Text shown:
Young and aspiring engineers often want to do something important, something that has real and substantial value in the world. Amanda Pratt ('10) got to do just that - even better, she was able to find this type of work doing something she loved and learning something she was interested in. Amanda has been in the Edison Engineering Development Program at GE Healthcare in Waukesha, Wisconsin for the past few years where she has worked on several important projects, both overseas and at home.
GE Healthcare is a part of one of 6 of GE's sub-businesses that focuses, unsurprisingly, on medical equipment. Its Edison Engineering Development Program, in which Amanda is enrolled, gives recent college grads the unique opportunity to rotate between 4 different 6-month assignments, each of which includes work on some type of medical equipment. In the past two years Amanda has worked on CT detectors and PET scanners, and has traveled to India to work on rural ultrasounds.
But there's more to her role than just equipment development. The rotational program implements aspects of engineering beyond hardware, including usability and lab testing, industrial design, and communication with customers and suppliers. This provides a broader experience that takes into account the networking and business skills that are needed for future success. In addition, GE itself is an example of an established yet progressive company; Amanda has learned how companies work, which will serve her well if she manages a technical team someday.
The rural ultrasound in use in Bangladesh.

Collected data

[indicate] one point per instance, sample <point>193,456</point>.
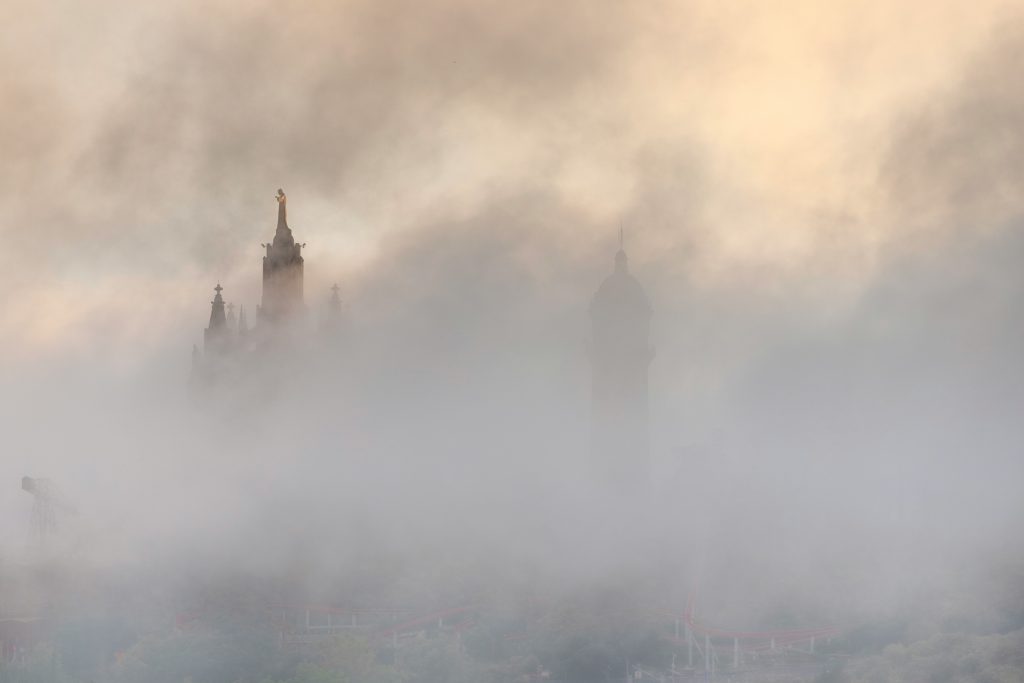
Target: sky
<point>821,199</point>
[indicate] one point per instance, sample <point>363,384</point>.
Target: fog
<point>821,201</point>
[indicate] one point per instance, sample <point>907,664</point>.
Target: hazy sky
<point>822,199</point>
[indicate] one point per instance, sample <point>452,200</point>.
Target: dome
<point>621,292</point>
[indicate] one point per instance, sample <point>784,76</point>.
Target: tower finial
<point>282,211</point>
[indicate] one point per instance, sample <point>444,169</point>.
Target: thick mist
<point>823,206</point>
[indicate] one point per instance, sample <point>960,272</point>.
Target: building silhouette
<point>282,271</point>
<point>621,355</point>
<point>228,343</point>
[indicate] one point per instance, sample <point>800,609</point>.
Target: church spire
<point>282,211</point>
<point>217,317</point>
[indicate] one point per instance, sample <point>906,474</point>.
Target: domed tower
<point>282,271</point>
<point>621,354</point>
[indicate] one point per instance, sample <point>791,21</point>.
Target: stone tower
<point>621,354</point>
<point>216,338</point>
<point>282,271</point>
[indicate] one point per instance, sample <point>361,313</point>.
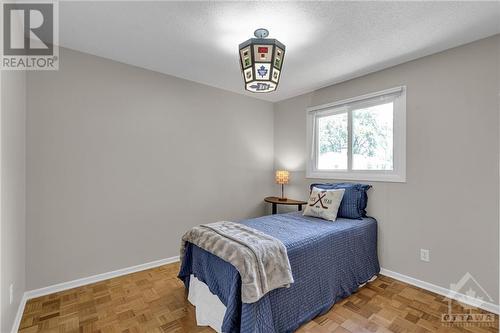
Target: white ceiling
<point>327,42</point>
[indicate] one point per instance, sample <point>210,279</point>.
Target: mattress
<point>329,261</point>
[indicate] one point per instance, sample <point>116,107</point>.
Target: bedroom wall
<point>13,227</point>
<point>449,203</point>
<point>122,161</point>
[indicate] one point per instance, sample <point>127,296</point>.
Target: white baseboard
<point>84,281</point>
<point>491,307</point>
<point>124,271</point>
<point>19,314</point>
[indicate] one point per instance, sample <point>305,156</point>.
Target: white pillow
<point>324,203</point>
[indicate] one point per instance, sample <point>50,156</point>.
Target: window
<point>361,138</point>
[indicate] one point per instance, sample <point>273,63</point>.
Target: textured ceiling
<point>327,42</point>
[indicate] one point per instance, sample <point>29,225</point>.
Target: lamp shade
<point>282,177</point>
<point>261,60</point>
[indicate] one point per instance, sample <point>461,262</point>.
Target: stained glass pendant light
<point>261,61</point>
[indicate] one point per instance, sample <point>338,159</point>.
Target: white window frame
<point>398,174</point>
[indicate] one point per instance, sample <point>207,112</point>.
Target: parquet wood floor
<point>155,301</point>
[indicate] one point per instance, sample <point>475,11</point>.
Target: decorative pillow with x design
<point>324,203</point>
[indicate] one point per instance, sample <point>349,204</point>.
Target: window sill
<point>361,176</point>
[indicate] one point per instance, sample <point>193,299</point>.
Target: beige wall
<point>12,231</point>
<point>121,161</point>
<point>450,201</point>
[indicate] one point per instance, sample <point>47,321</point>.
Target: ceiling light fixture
<point>261,61</point>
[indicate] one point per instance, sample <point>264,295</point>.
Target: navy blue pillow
<point>355,200</point>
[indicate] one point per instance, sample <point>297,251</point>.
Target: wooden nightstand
<point>275,201</point>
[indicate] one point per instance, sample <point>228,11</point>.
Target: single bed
<point>329,261</point>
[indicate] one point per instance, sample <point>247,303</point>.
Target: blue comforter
<point>329,261</point>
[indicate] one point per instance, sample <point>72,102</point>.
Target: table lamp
<point>282,177</point>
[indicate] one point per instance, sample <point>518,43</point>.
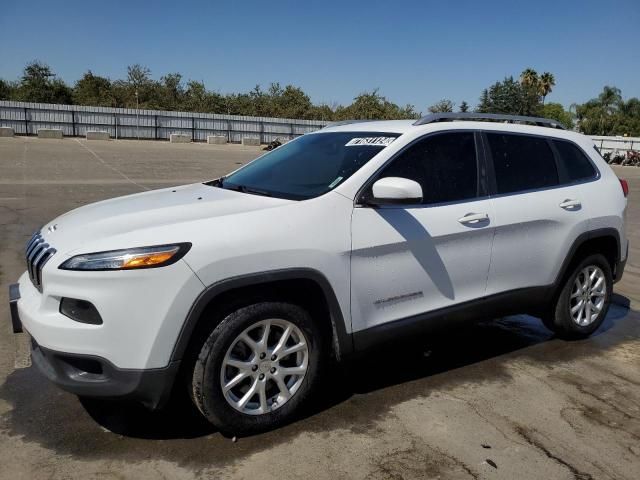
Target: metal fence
<point>75,120</point>
<point>616,145</point>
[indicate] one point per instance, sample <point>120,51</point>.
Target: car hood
<point>169,207</point>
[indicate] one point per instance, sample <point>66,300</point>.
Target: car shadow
<point>441,357</point>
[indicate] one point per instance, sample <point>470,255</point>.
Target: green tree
<point>557,112</point>
<point>509,97</point>
<point>529,77</point>
<point>372,105</point>
<point>171,91</point>
<point>609,114</point>
<point>442,106</point>
<point>7,90</point>
<point>93,90</point>
<point>39,84</point>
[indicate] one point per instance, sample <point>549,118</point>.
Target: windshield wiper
<point>245,189</point>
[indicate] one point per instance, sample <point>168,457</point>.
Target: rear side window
<point>522,162</point>
<point>444,165</point>
<point>576,163</point>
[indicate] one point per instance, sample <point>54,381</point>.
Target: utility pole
<point>137,115</point>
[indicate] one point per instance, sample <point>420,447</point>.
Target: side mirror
<point>396,190</point>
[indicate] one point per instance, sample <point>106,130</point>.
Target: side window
<point>444,165</point>
<point>576,163</point>
<point>522,162</point>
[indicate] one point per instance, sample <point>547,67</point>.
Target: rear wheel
<point>257,368</point>
<point>583,302</point>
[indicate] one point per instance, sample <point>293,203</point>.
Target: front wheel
<point>257,368</point>
<point>582,304</point>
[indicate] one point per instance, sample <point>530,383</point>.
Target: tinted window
<point>522,162</point>
<point>444,165</point>
<point>309,166</point>
<point>576,163</point>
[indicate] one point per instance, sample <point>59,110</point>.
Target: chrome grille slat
<point>34,245</point>
<point>31,241</point>
<point>37,254</point>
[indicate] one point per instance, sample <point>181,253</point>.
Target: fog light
<point>80,311</point>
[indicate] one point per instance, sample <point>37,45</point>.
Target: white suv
<point>246,286</point>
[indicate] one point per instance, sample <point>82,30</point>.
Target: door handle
<point>473,218</point>
<point>570,204</point>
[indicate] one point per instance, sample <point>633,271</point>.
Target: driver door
<point>411,259</point>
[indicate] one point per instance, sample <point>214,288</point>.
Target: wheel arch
<point>605,241</point>
<point>226,292</point>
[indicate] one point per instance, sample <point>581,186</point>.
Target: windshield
<point>309,166</point>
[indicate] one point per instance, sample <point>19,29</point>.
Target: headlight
<point>128,259</point>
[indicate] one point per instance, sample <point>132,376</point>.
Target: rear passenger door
<point>541,204</point>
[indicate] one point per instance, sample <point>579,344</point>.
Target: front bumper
<point>92,376</point>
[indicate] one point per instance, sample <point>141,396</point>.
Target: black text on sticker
<point>377,141</point>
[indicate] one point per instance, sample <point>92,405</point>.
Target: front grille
<point>38,253</point>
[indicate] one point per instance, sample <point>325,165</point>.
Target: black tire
<point>206,377</point>
<point>560,320</point>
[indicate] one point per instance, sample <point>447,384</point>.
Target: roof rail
<point>494,117</point>
<point>347,122</point>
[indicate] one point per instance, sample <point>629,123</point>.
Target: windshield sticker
<point>370,141</point>
<point>335,182</point>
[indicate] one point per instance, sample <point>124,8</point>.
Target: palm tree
<point>529,78</point>
<point>547,82</point>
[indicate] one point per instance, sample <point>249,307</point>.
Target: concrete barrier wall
<point>179,138</point>
<point>49,133</point>
<point>250,141</point>
<point>75,120</point>
<point>96,135</point>
<point>216,140</point>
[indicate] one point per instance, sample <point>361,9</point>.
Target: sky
<point>414,52</point>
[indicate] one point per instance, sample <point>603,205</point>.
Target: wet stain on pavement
<point>362,395</point>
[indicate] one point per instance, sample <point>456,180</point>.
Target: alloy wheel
<point>264,366</point>
<point>588,295</point>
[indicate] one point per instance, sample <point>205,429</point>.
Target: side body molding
<point>343,343</point>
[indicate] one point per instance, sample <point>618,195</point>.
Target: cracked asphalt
<point>503,399</point>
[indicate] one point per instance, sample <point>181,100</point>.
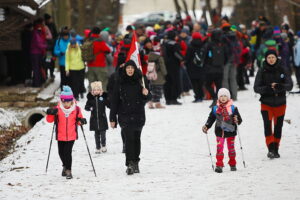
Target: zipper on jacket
<point>67,129</point>
<point>97,113</point>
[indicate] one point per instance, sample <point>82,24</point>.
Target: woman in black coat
<point>271,82</point>
<point>128,102</point>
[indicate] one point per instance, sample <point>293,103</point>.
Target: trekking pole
<point>50,147</point>
<point>238,132</point>
<point>88,150</point>
<point>212,164</point>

What to do:
A - List the kinds of medical equipment that the Amanda Pratt article says she has worked on over the past two years.
B - Repeat the Amanda Pratt article word for word, everything from "But there's more" down to "technical team someday.".

Results of the tasks:
A - CT detectors, PET scanners, and rural ultrasounds

B -
But there's more to her role than just equipment development. The rotational program implements aspects of engineering beyond hardware, including usability and lab testing, industrial design, and communication with customers and suppliers. This provides a broader experience that takes into account the networking and business skills that are needed for future success. In addition, GE itself is an example of an established yet progressive company; Amanda has learned how companies work, which will serve her well if she manages a technical team someday.